### WHAT IS REQUIRED
Copy out the part of the entries that opens with the line containing "Guideline: mark the brown" and runs through the end of the entries. Keep every line, requests included, but add -23 to each point coordinate in the answers and leave the numbers in the requests and their format samples unchanged.

### EXTRACTED MATERIAL
────────────────────────────────────────

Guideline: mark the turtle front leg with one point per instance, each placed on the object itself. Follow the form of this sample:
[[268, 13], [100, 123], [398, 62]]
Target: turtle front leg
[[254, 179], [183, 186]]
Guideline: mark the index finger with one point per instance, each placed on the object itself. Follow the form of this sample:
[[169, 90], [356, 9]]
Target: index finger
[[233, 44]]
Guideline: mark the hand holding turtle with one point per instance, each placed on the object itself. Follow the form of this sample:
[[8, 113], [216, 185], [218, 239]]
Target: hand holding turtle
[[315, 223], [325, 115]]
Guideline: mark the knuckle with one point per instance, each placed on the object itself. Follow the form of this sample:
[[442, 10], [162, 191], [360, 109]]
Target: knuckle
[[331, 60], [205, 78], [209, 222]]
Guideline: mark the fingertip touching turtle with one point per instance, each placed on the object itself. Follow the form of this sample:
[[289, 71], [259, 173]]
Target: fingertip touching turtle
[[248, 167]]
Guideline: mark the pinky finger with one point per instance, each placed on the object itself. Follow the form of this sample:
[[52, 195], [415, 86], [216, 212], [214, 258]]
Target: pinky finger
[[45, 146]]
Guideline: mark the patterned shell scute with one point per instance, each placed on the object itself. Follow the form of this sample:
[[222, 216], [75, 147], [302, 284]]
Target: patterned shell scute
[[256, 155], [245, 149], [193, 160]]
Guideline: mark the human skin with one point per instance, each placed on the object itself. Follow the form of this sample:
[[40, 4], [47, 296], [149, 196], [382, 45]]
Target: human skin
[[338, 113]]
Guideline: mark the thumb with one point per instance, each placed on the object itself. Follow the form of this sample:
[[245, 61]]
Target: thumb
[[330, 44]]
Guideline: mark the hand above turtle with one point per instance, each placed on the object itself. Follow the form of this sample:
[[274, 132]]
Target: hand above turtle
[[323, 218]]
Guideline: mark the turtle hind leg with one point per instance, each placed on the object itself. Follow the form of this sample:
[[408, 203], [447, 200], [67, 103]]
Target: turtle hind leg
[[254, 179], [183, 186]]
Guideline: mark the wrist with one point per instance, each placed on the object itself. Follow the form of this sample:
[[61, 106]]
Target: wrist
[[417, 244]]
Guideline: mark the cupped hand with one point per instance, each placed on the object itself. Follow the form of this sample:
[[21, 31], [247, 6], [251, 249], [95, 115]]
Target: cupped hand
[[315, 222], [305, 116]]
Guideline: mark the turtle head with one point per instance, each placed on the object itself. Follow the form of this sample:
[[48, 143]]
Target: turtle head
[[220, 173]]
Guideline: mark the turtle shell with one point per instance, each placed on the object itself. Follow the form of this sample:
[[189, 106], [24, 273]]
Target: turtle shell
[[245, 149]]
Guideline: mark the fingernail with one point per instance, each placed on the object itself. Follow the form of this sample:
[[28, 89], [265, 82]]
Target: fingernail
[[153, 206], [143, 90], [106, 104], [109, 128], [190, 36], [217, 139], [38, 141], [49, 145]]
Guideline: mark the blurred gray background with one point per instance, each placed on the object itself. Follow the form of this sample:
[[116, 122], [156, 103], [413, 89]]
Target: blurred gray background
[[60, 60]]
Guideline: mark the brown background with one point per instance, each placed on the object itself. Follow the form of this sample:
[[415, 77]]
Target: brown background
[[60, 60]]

────────────────────────────────────────

### OUTPUT FOR THIS TASK
Guideline: mark the brown background with one point per instance, each placed on the object itself. Follow the form of this sample:
[[415, 77]]
Target: brown background
[[37, 37]]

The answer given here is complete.